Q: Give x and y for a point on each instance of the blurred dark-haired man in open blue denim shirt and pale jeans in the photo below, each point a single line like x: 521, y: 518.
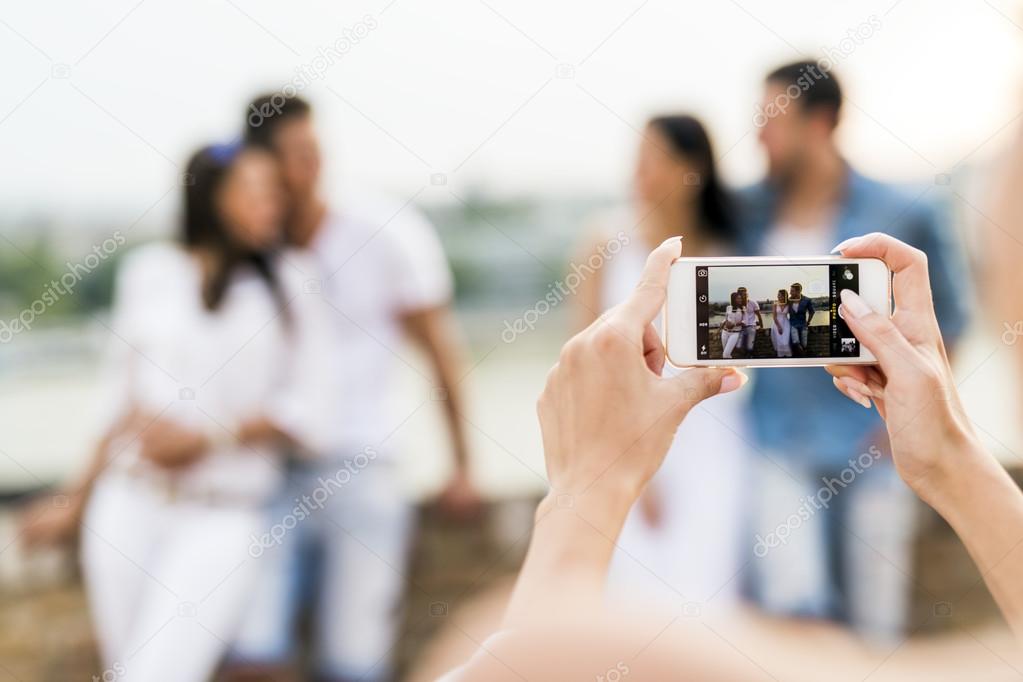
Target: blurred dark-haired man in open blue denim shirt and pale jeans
x: 832, y: 535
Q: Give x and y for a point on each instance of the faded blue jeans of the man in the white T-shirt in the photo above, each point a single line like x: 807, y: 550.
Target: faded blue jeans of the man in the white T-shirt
x: 341, y: 549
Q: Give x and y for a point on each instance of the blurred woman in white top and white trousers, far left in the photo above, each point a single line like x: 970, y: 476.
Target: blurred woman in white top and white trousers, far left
x: 218, y: 367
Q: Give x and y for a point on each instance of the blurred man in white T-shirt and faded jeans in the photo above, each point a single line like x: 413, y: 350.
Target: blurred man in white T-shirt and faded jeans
x: 383, y: 276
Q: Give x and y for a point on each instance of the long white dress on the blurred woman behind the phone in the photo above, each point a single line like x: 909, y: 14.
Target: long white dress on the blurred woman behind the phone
x: 694, y: 558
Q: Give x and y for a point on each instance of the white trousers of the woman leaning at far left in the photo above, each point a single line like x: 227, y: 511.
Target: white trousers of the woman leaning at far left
x: 167, y: 581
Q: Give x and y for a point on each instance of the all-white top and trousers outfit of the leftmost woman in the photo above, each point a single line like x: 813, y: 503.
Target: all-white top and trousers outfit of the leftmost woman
x: 167, y: 558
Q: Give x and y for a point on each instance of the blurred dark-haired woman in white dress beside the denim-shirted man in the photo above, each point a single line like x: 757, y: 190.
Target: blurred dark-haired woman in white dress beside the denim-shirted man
x: 672, y: 547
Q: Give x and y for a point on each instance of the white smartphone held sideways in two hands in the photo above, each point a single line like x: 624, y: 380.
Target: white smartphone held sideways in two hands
x: 770, y: 312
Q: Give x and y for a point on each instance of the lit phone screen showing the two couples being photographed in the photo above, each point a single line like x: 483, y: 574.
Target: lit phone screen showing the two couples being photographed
x: 774, y: 311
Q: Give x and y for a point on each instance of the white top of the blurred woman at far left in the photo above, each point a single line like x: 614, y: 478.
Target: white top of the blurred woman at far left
x: 213, y: 370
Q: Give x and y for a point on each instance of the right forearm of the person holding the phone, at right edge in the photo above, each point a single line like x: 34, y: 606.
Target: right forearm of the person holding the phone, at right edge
x: 985, y: 507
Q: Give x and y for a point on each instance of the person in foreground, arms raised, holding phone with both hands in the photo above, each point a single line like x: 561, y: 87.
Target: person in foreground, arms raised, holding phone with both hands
x: 556, y: 627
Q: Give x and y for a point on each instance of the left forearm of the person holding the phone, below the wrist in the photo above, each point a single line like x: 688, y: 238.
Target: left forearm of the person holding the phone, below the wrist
x: 567, y: 565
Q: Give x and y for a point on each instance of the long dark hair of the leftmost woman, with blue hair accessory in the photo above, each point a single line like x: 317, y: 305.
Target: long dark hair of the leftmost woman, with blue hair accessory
x: 204, y: 229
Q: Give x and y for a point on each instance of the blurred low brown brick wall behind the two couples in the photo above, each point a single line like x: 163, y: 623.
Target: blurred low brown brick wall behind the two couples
x: 46, y: 632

== == ==

*Work task*: After locating the line holding "Target: lit phone" above, output exactly that line and every line after it through the line holding "614, y: 478.". Include nothing else.

*Answer space*:
Target: lit phone screen showing the two couples being photographed
x: 774, y: 311
Q: Give x and y for a point on each instance of the white top of the blurred woman at far left in the photo above, each point a single line like x: 614, y: 478.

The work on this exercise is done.